[Stored entries]
┌────────

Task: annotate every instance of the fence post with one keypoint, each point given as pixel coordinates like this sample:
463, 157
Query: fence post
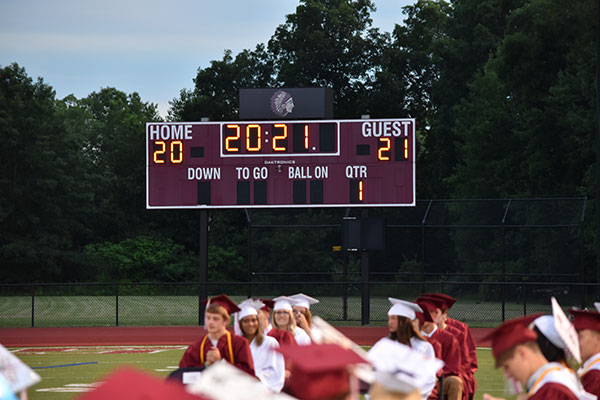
116, 304
524, 294
33, 306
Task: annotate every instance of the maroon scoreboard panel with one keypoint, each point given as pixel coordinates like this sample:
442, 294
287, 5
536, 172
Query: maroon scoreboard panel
262, 164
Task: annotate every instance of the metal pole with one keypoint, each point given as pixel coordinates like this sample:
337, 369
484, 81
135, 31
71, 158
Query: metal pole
33, 306
203, 265
249, 253
364, 276
597, 148
116, 304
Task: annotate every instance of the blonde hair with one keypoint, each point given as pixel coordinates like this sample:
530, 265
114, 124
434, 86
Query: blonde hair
259, 337
291, 325
219, 309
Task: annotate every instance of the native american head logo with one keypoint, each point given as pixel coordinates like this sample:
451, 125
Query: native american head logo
282, 103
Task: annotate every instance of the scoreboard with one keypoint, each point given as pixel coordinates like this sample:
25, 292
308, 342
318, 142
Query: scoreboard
264, 164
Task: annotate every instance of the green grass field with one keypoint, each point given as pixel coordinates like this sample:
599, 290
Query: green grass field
69, 372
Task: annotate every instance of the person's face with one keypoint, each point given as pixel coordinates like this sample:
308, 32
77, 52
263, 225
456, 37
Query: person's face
215, 323
249, 325
297, 310
263, 318
589, 343
392, 323
282, 318
515, 367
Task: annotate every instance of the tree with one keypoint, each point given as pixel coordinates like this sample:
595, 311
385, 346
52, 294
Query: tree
328, 43
42, 181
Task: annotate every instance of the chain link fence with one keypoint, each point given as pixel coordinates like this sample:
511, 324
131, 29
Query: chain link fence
480, 304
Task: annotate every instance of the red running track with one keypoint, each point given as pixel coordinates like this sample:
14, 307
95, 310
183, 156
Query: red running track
123, 336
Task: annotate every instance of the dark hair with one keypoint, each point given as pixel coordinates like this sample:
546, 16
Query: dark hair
549, 350
405, 331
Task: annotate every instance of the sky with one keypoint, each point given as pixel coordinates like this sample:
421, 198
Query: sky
153, 47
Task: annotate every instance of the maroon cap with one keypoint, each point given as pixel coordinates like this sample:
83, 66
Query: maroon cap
511, 333
225, 301
319, 370
129, 383
269, 304
431, 303
585, 320
448, 300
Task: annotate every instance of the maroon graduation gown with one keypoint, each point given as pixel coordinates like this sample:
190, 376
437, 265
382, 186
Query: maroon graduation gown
235, 351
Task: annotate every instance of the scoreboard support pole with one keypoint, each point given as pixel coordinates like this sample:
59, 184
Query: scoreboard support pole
364, 278
203, 265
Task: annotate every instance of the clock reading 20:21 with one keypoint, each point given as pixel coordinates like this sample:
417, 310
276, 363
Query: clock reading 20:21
315, 163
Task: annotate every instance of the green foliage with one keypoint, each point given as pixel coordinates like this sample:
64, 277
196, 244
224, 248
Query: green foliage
141, 259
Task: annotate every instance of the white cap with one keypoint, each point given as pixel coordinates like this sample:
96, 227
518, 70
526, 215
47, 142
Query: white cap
399, 368
17, 374
545, 324
247, 307
223, 381
303, 300
404, 308
283, 303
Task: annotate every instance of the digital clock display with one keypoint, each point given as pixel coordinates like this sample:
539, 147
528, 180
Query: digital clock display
242, 164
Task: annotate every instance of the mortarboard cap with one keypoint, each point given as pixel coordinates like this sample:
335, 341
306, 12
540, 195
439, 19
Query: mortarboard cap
398, 368
448, 300
303, 300
223, 381
17, 374
225, 301
247, 307
511, 333
129, 383
585, 320
545, 324
319, 370
269, 304
424, 316
403, 308
283, 303
431, 303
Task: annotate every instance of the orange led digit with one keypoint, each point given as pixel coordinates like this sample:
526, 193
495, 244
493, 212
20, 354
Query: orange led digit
283, 136
228, 139
306, 137
249, 128
176, 156
162, 150
385, 145
360, 193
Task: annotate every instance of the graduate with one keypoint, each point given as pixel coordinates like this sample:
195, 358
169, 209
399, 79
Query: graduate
302, 313
587, 325
218, 343
464, 336
269, 365
447, 348
402, 330
283, 318
400, 371
284, 337
515, 348
322, 372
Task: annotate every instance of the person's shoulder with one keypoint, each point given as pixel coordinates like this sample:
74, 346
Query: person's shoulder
554, 391
270, 341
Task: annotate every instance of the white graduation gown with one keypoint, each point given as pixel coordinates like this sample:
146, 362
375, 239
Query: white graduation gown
269, 365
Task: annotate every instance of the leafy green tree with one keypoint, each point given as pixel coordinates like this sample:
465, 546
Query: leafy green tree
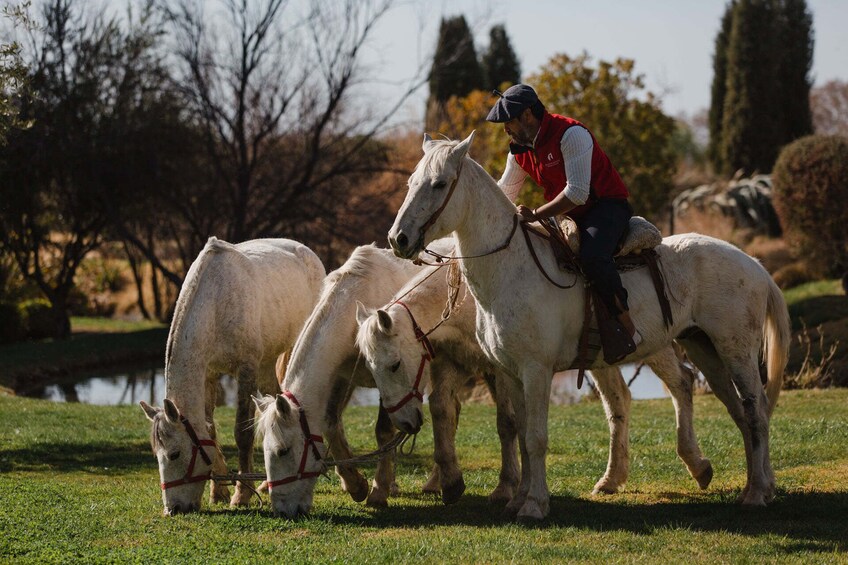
795, 36
455, 70
13, 73
500, 65
610, 99
719, 88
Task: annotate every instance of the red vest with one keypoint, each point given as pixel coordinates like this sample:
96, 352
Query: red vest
546, 166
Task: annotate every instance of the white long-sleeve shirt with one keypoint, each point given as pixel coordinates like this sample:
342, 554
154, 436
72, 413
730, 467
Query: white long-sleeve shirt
576, 146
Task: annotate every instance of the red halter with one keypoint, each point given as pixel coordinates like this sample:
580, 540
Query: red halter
428, 355
309, 441
196, 446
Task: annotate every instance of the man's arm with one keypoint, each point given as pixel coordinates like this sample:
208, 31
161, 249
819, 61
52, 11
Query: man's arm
512, 179
576, 148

└────────

[EXERCISE PROMPT]
Output the entries verbatim but drop the images.

[SOLUTION TO THIS TASK]
Task: annotate every instance of the fence post with one keypoint, each point given as pixel coordinates like this sample:
463, 157
Query: fence post
116, 304
524, 294
33, 306
Task: annotate every instance of the maroon scoreboard panel with one keypoint, each point given as pixel coordinates like this sample:
442, 294
287, 5
536, 172
Query: maroon scoreboard panel
262, 164
Task: annotate every instance of the metal pole with one keypoint, each point given as pixel coordinates like this sample:
337, 369
484, 81
135, 31
71, 158
Query: metal pole
33, 306
203, 265
249, 253
364, 276
597, 148
116, 304
Task: annotate every instance of the blonde hair with one keypoint, each point given as pixel coordinates like this sample:
530, 265
114, 124
434, 86
Query: blonde hair
259, 337
291, 325
219, 309
Task: annotate every instance of the native american head logo with one keypoint, each point given as pixel coordinates like this sample:
451, 125
Query: native american head logo
282, 103
Task: annotate every instance of the scoreboard with one keypoint, each point given as pixel coordinates like this sample:
25, 292
308, 342
318, 142
Query: scoreboard
264, 164
Task: annotate every instance of the green grass field with one keypoint, each point given as pixel coordinates like this sample:
599, 290
Query: green grass field
69, 372
Task: annotate every instance of the person's face with one keypoint, each point given as pixel coordinates like this sample:
308, 32
77, 52
263, 225
456, 37
Query: person's face
215, 323
249, 325
297, 310
263, 318
589, 343
392, 323
282, 318
515, 367
Task: annotate every instance of the tree with one keypoint, each point given as pixel coordinates like this sample:
595, 311
385, 346
52, 294
Query: tree
328, 43
42, 181
Task: annotate every instance of the chain link fence with one keypoint, each point given as pixel coordinates like this sample:
511, 324
131, 29
Query: chain link fence
480, 304
Task: annotate every instance of the red running track with one keypoint, each point given as pixel coordinates like this sample:
14, 307
95, 310
183, 156
Query: red running track
123, 336
Task: annotate every instance of the dark hair with one keypoint, each point given as pixel coordinates like this sample:
546, 16
Query: dark hair
549, 350
405, 331
Task: annotate every instance of the sky with one keypoint, each point given as pixel coordinates like this sample:
421, 198
Query: sky
153, 47
Task: annotate every instance of the maroon cap with one keypoint, each point given as pixel coordinates like this sample:
83, 66
Query: maroon cap
511, 333
225, 301
319, 370
129, 383
269, 304
431, 303
585, 320
448, 300
Task: annotate every instance of the maroon graduation gown with one keypoint, each point given as pixel coordinates like this sample:
190, 376
437, 265
382, 186
Query: maroon graduation gown
235, 351
Task: annotate every instance of the scoreboard support pole with one keypoint, each point given as pixel coordinates like this sample:
59, 184
Query: scoreboard support pole
364, 278
203, 265
Task: annotate every instance of the clock reading 20:21 with one keypoint, each point given as pixel coordinates like this sample:
417, 310
276, 363
Query: clock reading 20:21
315, 163
Task: annotate every instance of the green foliage with one keypoint, each point given as pixel coordinates like this sample:
64, 277
196, 244
224, 248
Query: green foliage
141, 259
Task: annotate every instance of the white cap with one keypoint, each point given as pixel coordinates like this sample:
96, 227
518, 70
526, 215
47, 142
Query: white cap
399, 368
17, 374
545, 324
247, 307
223, 381
303, 300
404, 308
283, 303
Task: annotate every instance of the digital clock display with one keypoint, each point given as pixel coordinates like this sample:
539, 147
528, 180
Query: digital clock display
242, 164
Task: annotate every instance of the mortarboard cap with one keypoint, each point given as pixel coordinates like this sample:
335, 341
306, 12
540, 195
439, 19
Query: mortarboard cap
398, 368
448, 300
303, 300
223, 381
17, 374
225, 301
247, 307
511, 333
129, 383
585, 320
545, 324
319, 370
269, 304
424, 316
403, 308
283, 303
431, 303
Task: annotate every instance of the orange led digit with one keypoint, each point given as pixel coordinates like this sample:
526, 193
495, 244
493, 212
20, 354
Query: orange led digit
283, 136
228, 139
306, 137
249, 128
176, 156
162, 150
385, 145
360, 193
Task: annotate every instance of the graduate with one keypoint, each point given as pixel coordinates like this sample:
195, 358
169, 209
399, 79
Query: graduate
302, 313
587, 325
218, 343
464, 336
269, 365
447, 348
402, 330
283, 318
400, 371
284, 337
515, 348
322, 372
Task: annotate every instance of the person's shoulder with one keypoint, each point given as pixel coordinates like this sample:
74, 346
Query: person's shoulder
554, 391
270, 341
Task: annotate every instance of the white graduation gown with one keypoint, each point given as pixel coordinates like this sample:
146, 362
375, 239
Query: white graduation gown
269, 365
Task: annotate every instance of the leafy green tree with one keypoint, each point given as pixel coordinates like this sample:
465, 546
Query: leafy green tree
795, 36
455, 70
13, 73
500, 65
610, 99
719, 88
Task: annotate every instance of the red vest with one keypoint, each point given as pixel coordinates like this sample:
96, 352
Query: red vest
546, 166
Task: annotate every instance of the white long-sleeve shirt with one keypoint, each point given as pixel coordinates like this sample:
342, 554
154, 436
72, 413
730, 467
Query: white long-sleeve shirt
576, 146
Task: annotate every instance of the red halter with one keypoint, each point given as pixel coordinates like this sample:
580, 540
Query: red halter
428, 355
309, 441
196, 446
Task: annotate every instance of the man's arm with one keypoint, each point given as pixel coordinates like this sample:
208, 31
161, 249
819, 61
52, 11
Query: man's arm
512, 179
576, 148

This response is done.